Work required = Which lines below contain the word "rough", with case counting? Copy each of those lines in full.

=== Data in this exercise ===

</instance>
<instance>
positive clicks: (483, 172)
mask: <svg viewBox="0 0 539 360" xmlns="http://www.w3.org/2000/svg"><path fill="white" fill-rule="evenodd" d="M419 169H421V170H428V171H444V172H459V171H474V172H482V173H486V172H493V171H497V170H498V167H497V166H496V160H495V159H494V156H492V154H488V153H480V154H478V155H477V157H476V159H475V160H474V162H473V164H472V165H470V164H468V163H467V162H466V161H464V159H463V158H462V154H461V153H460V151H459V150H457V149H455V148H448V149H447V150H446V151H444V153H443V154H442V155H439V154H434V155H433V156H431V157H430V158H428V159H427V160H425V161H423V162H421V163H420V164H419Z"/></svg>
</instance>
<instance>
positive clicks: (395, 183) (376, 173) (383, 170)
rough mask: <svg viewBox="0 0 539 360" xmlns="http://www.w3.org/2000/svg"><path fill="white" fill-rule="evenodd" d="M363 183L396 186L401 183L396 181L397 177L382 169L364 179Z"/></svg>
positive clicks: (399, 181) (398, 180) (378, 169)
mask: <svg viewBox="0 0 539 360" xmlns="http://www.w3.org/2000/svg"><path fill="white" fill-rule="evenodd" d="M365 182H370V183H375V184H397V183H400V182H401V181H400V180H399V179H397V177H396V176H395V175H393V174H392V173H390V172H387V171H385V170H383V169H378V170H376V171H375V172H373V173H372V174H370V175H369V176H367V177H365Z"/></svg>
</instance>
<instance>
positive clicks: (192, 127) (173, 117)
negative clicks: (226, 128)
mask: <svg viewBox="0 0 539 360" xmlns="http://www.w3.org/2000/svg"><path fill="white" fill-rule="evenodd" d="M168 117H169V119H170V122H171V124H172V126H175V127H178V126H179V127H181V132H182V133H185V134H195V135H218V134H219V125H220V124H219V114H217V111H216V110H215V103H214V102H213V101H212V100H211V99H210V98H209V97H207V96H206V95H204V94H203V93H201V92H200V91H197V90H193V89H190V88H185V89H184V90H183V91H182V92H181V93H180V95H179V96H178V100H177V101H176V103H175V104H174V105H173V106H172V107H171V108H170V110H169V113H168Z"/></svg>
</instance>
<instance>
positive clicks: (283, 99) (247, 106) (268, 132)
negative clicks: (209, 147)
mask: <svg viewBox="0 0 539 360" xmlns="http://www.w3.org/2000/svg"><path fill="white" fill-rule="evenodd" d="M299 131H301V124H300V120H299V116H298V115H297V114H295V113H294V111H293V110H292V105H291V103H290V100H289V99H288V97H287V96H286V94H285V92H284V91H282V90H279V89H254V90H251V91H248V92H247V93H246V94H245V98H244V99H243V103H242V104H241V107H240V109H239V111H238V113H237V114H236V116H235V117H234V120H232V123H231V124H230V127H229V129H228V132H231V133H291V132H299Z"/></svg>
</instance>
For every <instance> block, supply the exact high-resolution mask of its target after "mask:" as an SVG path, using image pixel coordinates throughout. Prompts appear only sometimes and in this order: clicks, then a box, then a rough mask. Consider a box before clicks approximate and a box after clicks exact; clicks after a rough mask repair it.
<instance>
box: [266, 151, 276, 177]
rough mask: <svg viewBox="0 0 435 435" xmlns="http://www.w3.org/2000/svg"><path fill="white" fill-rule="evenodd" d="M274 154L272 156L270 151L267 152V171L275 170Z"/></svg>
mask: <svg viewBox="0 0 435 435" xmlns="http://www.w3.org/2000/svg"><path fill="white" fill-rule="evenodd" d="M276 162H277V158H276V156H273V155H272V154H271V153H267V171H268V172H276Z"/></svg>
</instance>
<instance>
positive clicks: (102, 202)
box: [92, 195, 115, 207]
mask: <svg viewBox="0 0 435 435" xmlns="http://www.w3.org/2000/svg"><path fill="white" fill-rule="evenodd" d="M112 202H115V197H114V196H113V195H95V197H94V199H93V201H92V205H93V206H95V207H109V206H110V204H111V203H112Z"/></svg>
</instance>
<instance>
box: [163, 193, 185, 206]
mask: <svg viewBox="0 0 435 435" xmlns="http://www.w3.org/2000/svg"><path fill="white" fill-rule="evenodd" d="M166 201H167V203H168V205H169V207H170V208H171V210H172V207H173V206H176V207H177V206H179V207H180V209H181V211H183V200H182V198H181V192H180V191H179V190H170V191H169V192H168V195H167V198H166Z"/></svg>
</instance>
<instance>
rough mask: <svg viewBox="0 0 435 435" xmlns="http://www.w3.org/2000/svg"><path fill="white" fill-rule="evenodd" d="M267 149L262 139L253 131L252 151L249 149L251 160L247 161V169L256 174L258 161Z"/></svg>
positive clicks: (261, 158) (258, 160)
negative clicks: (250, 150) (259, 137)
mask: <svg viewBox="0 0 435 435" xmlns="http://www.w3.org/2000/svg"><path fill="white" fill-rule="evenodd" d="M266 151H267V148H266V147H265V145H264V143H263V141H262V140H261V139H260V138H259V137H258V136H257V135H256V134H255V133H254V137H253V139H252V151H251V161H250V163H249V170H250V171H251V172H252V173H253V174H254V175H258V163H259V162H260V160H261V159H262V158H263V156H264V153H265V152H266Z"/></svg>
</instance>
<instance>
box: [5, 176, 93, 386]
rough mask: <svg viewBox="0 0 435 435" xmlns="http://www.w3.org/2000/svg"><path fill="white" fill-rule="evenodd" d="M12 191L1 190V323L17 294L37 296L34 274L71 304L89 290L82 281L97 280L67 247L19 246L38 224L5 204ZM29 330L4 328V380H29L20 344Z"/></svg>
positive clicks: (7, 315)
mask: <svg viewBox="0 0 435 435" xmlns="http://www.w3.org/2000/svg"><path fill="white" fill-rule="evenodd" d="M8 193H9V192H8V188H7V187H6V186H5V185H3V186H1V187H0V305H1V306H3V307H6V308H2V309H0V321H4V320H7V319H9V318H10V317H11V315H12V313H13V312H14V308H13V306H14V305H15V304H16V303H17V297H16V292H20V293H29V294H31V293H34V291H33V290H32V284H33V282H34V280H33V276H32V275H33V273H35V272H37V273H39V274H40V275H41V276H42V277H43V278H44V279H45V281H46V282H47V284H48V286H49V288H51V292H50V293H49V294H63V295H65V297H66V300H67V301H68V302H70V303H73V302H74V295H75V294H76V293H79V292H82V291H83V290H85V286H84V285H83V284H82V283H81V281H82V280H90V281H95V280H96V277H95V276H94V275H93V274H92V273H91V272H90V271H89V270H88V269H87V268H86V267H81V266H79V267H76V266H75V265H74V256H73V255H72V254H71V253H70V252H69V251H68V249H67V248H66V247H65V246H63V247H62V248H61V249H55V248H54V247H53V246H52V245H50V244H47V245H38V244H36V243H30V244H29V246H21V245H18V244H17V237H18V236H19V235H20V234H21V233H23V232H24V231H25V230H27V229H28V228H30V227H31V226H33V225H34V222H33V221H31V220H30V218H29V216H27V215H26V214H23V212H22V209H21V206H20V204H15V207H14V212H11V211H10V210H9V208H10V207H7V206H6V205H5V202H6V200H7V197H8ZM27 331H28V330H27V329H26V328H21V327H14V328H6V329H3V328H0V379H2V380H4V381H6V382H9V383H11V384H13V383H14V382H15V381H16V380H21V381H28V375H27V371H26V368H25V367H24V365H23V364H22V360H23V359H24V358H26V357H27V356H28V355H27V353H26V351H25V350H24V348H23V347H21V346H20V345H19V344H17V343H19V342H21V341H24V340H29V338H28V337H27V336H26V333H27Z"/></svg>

===

Result of this exercise =
rough mask: <svg viewBox="0 0 539 360" xmlns="http://www.w3.org/2000/svg"><path fill="white" fill-rule="evenodd" d="M363 183L396 186L401 183L396 181L397 177L382 169L364 179Z"/></svg>
For every <instance> block, supply the exact high-resolution mask of its target after "mask:" as an SVG path, using image pixel coordinates throughout. Prompts appear only sometimes and in this order: clicks, then a box, then a rough mask. Consider a box before clicks approximate and a box after clicks exact; clicks after a rough mask repair it.
rough mask: <svg viewBox="0 0 435 435" xmlns="http://www.w3.org/2000/svg"><path fill="white" fill-rule="evenodd" d="M274 154L272 156L270 151L267 152V171L275 170Z"/></svg>
rough mask: <svg viewBox="0 0 435 435" xmlns="http://www.w3.org/2000/svg"><path fill="white" fill-rule="evenodd" d="M267 149L262 139L253 131L252 151L249 149L251 160L247 161V169L256 174L258 161Z"/></svg>
rough mask: <svg viewBox="0 0 435 435" xmlns="http://www.w3.org/2000/svg"><path fill="white" fill-rule="evenodd" d="M12 191L1 190V323L17 294L37 296L34 274L71 304L89 290L82 281L97 280L67 247L19 246L38 224L5 204ZM29 330L4 328V380H29L20 344Z"/></svg>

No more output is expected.